-- Opening Marker --

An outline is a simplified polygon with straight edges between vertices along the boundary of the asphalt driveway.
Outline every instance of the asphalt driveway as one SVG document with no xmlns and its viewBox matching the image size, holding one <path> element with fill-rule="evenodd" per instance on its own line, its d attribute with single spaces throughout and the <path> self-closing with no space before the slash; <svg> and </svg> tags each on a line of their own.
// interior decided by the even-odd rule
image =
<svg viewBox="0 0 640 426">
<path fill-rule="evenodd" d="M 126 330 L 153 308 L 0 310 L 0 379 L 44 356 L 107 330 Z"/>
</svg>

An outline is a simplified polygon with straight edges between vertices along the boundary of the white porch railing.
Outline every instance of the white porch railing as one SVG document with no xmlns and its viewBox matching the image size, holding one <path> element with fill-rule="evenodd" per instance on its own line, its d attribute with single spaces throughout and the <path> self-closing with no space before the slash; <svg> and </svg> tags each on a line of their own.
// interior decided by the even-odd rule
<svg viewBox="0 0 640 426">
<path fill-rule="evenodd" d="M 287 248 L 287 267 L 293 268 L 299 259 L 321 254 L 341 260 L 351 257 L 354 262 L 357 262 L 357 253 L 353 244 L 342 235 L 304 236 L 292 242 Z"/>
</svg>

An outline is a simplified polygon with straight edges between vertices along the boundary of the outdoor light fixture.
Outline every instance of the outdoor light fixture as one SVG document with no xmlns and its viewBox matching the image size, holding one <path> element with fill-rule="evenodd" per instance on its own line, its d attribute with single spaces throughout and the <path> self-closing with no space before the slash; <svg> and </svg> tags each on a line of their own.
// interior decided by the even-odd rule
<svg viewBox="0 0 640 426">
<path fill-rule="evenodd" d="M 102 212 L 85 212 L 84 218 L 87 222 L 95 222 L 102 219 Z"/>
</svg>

-- Closing Marker --

## [Problem description]
Print out each record above exactly, with nothing omitted.

## [Exercise response]
An outline is a simplified polygon with straight edges between vertices along the boundary of the asphalt driveway.
Outline every instance of the asphalt driveway as one SVG document with no xmlns and its viewBox matching the image size, holding one <path> element with fill-rule="evenodd" per instance on its own line, its d attribute with single spaces throughout and the <path> self-closing with no space before the slash; <svg> and </svg> tags each on a line of their own.
// interior decided by the even-odd rule
image =
<svg viewBox="0 0 640 426">
<path fill-rule="evenodd" d="M 126 330 L 153 308 L 0 310 L 0 379 L 44 356 L 107 330 Z"/>
</svg>

An outline is a simplified polygon with straight edges between vertices along the boundary of the white porch railing.
Outline every instance of the white porch railing as one SVG document with no xmlns and its viewBox matching the image size, holding one <path> element with fill-rule="evenodd" per instance on its own line, its d attribute with single spaces throughout and the <path> self-closing with no space before the slash; <svg> and </svg> tags each on a line of their own.
// interior decided by the even-odd rule
<svg viewBox="0 0 640 426">
<path fill-rule="evenodd" d="M 287 248 L 287 267 L 293 268 L 299 259 L 321 254 L 341 260 L 351 257 L 354 262 L 357 262 L 357 253 L 353 244 L 342 235 L 304 236 L 292 242 Z"/>
</svg>

An outline is a simplified polygon with straight edges between vertices along the boundary of the outdoor light fixture.
Outline every instance of the outdoor light fixture as one SVG document with no xmlns and its viewBox matching the image size, holding one <path> element with fill-rule="evenodd" per instance on its own line, its d attribute with single spaces throughout and the <path> self-closing with no space before the slash; <svg> and </svg> tags each on a line of their own.
// interior decided by the even-odd rule
<svg viewBox="0 0 640 426">
<path fill-rule="evenodd" d="M 102 212 L 85 212 L 84 218 L 87 222 L 95 222 L 102 219 Z"/>
</svg>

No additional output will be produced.